(Data for analysis)
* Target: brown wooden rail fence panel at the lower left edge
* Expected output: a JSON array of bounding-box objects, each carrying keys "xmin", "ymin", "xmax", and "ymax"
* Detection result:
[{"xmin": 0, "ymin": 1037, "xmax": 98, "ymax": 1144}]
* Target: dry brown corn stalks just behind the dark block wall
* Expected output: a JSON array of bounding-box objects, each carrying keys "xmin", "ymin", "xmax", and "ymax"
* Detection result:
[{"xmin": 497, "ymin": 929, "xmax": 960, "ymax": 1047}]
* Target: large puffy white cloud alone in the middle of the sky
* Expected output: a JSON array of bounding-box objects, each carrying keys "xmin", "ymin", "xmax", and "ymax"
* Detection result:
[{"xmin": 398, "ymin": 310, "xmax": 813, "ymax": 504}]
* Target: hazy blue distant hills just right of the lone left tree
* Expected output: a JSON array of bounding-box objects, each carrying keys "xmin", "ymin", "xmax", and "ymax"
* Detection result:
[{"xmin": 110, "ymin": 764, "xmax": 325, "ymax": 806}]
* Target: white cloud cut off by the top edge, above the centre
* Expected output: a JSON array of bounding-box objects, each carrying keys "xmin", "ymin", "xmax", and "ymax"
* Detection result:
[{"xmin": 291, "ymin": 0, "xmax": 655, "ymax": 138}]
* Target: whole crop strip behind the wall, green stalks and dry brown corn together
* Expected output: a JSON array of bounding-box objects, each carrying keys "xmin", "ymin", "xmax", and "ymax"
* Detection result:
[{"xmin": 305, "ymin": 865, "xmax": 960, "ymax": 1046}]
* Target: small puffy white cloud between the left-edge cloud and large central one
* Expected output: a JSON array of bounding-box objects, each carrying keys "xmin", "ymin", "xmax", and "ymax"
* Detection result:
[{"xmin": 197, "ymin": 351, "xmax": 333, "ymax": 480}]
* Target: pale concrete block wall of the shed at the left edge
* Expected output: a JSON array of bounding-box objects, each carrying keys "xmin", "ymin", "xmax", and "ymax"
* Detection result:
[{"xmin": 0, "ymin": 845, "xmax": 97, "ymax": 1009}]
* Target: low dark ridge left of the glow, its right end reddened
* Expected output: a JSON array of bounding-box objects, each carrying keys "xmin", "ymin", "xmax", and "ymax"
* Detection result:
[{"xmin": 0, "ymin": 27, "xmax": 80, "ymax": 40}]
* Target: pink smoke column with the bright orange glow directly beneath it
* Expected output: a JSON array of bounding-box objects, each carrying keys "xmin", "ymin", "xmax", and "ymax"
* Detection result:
(End Data for analysis)
(Data for analysis)
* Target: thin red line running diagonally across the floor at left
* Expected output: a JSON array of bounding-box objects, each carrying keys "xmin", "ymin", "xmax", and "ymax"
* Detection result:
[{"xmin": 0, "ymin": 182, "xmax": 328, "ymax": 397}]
(End Data for analysis)
(Data for analysis)
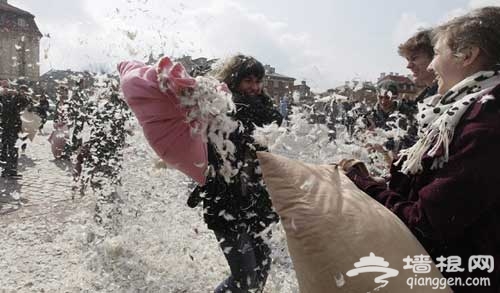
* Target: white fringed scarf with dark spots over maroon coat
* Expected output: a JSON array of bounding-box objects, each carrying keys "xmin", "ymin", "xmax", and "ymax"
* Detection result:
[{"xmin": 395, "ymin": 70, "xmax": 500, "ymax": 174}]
(End Data for analysis)
→ **Exercise**: Take each line above that holds the string "edge" and copy it.

→ **Solution to the problem**:
* Target: brown wooden rail fence panel at the lower left edge
* Target: white cloud cut off by the top edge, above the centre
* Target: small puffy white cloud between the left-edge cloud and large central one
* Target: pale concrete block wall of the shed at the left edge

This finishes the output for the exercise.